PASSAGE TO READ Start Marker

For Zyairrah, fostering has always been about more than providing shelter. It's been about keeping family together, breaking patterns that have hurt too many generations, and building a home where a child knows, without question, that he is not being given up on.

When he first came to live with her, the path forward wasn't easy. He had been through multiple placements and carried behaviors that reflected the instability of his early years. Zyairrah didn't flinch. She showed up consistently, held firm boundaries, and kept choosing him even when the days were hard.

Over time, something shifted. She watched him transition from a specialized school setting back into general education. She watched him graduate from a behavioral support program. And most importantly, she watched him begin to trust that she wasn't going anywhere.

"Seeing him relax into our home, build routines, and even start opening up to other biological family members reminded me exactly why fostering matters," she says. "Kids don't just need a roof. They need someone who is going to stay."

That word, stay, is at the center of everything Zyairrah believes about this work. It's not about rescuing. It's not about having all the answers. It's about showing up tomorrow and the day after that, especially when things are hard and not pretty.

Her advice cuts through the noise with clarity and compassion:

"Be honest with yourself about whether you're ready to stay, not just show up. These kids have already lost a lot, so they don't need a 'savior.' They need someone consistent who will set boundaries, learn their history, and keep showing up even when it's hard or not pretty."

Meet Bobbie

Staying Present

Bobbie F. knows what it feels like to be the child in need of a stable home. She lived it.

As a teenager, Bobbie was in foster care herself. That experience never left her. It shaped how she saw the world, how she understood what stability could mean for a young person, and it planted a quiet intention that stayed with her for years: someday, she would give back what had been given to her.

"It wasn't just something I understood from the outside," Bobbie says. "I had lived it and knew how much stability and support can matter during that stage of life."

PASSAGE TO READ End Marker
RECORDS PROVIDED Start Marker

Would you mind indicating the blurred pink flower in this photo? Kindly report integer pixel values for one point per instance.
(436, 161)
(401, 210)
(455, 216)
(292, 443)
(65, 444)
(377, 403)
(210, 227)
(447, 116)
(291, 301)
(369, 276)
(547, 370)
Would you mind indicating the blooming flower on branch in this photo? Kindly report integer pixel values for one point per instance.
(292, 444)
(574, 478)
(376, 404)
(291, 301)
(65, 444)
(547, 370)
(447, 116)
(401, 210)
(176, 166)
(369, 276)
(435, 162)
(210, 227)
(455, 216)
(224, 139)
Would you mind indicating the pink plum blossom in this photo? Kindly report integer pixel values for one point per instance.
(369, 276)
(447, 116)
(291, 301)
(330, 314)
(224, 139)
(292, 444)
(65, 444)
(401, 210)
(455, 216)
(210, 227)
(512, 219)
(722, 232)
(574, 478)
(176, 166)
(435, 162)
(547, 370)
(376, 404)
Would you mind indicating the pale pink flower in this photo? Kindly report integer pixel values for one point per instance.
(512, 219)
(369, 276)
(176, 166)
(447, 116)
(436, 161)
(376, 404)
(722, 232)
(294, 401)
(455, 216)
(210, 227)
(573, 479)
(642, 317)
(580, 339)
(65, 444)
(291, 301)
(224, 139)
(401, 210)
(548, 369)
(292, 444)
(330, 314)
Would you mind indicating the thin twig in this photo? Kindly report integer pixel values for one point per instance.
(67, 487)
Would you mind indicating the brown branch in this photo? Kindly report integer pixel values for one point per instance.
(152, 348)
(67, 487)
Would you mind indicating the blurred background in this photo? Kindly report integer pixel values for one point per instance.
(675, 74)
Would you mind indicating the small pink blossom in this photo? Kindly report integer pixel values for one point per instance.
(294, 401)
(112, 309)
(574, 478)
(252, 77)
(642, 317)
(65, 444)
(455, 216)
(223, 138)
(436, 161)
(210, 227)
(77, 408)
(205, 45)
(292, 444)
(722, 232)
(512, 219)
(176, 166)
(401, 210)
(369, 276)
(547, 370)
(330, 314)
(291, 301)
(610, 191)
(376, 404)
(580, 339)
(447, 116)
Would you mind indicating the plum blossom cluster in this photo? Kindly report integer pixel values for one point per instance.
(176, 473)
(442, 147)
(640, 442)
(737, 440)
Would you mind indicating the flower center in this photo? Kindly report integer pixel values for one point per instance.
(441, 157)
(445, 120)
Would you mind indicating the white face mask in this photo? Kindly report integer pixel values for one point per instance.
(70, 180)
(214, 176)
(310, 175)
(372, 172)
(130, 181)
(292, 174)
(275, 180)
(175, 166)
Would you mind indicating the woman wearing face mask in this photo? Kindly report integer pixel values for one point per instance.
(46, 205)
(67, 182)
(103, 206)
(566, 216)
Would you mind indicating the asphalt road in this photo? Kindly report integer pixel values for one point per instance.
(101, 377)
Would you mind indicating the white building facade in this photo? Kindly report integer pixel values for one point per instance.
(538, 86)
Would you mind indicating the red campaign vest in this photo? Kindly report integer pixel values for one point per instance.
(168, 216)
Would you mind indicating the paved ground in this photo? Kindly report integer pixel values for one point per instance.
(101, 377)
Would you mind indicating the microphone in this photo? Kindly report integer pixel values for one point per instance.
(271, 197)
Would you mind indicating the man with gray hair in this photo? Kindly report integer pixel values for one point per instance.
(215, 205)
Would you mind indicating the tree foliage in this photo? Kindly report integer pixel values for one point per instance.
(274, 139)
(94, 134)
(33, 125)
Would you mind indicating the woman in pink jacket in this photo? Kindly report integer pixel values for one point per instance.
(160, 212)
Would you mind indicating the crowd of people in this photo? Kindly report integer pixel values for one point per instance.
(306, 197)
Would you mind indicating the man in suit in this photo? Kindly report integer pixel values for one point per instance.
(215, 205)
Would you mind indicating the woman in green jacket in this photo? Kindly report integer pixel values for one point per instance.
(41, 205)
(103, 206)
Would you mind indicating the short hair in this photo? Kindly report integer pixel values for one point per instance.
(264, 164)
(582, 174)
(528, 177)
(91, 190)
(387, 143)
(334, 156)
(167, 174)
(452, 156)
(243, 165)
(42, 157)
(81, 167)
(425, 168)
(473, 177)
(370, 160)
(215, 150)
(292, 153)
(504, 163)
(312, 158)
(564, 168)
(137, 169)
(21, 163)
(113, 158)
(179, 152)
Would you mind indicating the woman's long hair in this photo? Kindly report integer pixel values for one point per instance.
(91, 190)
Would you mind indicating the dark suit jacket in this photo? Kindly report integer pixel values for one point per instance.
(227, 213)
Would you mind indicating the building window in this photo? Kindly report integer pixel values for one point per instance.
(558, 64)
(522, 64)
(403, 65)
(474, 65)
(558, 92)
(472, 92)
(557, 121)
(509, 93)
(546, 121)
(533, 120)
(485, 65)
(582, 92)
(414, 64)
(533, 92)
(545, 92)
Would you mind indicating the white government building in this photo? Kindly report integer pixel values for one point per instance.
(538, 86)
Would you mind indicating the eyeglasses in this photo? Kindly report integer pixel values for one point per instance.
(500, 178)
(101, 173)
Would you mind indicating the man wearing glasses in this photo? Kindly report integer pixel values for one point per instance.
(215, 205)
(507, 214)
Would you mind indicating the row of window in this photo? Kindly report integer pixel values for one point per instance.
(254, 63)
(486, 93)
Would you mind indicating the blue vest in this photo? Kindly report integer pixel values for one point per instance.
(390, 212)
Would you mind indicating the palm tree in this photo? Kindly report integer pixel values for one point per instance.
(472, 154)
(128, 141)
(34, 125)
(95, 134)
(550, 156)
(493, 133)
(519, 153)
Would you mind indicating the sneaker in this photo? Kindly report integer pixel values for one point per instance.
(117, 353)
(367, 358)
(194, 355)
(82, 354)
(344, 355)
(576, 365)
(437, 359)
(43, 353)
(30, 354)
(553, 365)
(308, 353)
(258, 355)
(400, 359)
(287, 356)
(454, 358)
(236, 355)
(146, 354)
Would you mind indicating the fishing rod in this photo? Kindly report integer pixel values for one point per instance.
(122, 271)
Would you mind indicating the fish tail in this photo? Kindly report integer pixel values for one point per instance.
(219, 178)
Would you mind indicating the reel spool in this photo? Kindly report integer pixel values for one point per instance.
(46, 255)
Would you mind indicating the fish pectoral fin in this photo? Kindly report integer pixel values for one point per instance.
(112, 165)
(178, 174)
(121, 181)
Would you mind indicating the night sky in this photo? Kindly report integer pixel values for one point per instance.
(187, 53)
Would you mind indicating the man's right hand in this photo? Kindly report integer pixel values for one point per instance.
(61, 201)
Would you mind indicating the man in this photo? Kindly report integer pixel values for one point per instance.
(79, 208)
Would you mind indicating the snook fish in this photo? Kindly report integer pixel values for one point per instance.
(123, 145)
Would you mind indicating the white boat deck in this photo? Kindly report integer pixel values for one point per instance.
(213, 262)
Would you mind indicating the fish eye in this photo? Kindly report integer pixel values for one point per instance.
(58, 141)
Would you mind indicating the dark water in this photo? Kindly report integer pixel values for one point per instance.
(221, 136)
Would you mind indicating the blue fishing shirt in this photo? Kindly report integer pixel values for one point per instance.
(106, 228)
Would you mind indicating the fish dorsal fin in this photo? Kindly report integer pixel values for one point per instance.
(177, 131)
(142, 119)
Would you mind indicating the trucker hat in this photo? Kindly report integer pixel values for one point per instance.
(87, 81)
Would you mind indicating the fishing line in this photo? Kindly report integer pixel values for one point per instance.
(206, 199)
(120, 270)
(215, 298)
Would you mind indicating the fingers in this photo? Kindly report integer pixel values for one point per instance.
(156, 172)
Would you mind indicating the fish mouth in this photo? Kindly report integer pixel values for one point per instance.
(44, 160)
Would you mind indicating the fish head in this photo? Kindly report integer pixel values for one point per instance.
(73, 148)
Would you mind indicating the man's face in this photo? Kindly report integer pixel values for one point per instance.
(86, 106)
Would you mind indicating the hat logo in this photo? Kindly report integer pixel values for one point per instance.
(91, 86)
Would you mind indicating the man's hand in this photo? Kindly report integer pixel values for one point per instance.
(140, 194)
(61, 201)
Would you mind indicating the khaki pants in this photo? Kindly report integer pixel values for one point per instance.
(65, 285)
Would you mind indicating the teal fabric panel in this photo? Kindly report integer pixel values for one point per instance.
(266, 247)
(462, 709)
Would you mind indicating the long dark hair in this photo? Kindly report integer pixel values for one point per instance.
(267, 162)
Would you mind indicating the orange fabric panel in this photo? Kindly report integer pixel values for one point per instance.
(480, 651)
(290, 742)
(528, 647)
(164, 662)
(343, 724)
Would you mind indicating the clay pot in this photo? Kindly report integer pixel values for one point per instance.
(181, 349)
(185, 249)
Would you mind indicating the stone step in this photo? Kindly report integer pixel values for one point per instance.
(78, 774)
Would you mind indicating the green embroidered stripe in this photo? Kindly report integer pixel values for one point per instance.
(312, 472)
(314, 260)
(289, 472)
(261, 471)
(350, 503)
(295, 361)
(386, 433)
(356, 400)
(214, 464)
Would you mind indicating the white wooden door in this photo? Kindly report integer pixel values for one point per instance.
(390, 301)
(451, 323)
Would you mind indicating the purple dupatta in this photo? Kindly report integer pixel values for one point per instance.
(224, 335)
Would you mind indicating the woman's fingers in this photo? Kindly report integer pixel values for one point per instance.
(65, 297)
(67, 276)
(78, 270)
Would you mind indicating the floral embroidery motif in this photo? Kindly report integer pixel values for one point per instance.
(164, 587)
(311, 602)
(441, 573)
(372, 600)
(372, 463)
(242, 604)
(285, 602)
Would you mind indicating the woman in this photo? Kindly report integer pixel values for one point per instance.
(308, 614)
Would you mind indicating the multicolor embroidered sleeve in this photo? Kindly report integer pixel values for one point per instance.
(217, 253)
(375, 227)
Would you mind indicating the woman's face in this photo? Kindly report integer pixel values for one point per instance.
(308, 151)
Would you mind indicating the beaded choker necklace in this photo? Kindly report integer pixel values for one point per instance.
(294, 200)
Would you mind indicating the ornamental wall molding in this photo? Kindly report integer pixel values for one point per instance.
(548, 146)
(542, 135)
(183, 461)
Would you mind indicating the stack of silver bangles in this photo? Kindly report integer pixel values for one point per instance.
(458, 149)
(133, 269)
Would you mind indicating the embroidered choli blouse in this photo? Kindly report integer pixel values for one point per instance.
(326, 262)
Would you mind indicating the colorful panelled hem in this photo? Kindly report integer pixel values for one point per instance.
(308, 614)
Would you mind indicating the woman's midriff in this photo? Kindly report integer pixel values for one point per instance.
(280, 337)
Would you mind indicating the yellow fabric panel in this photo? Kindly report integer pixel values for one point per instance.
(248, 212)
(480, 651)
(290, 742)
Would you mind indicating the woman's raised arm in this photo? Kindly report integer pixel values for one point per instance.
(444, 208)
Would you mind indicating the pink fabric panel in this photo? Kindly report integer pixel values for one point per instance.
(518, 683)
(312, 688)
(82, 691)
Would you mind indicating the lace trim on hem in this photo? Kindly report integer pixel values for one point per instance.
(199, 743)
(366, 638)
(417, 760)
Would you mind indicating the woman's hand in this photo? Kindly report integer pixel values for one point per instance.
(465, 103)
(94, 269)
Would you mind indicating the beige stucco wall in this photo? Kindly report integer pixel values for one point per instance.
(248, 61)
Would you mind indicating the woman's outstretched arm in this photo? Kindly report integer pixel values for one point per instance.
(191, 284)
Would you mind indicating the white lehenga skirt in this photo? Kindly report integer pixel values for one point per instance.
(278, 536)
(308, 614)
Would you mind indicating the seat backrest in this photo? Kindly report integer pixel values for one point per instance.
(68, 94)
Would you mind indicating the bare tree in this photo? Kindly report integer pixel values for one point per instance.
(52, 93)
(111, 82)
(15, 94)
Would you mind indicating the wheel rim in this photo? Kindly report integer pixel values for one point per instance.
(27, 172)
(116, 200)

RECORDS PROVIDED End Marker

**REQUIRED WORK**
A. Condense the paragraph of the fostering text above that begins "When he first came to live with her" into a short bulleted list that keeps its main facts.
B. Quote the fostering text above between "Bobbie F. knows what" and "given to her.", inclusive.

**RESPONSE LIST**
A.
- The start was not easy for the child.
- He had been through multiple placements.
- His behaviors reflected the instability of his early years.
- Zyairrah didn't flinch: she showed up consistently, held firm boundaries, and kept choosing him even on hard days.

B.
Bobbie F. knows what it feels like to be the child in need of a stable home. She lived it.

As a teenager, Bobbie was in foster care herself. That experience never left her. It shaped how she saw the world, how she understood what stability could mean for a young person, and it planted a quiet intention that stayed with her for years: someday, she would give back what had been given to her.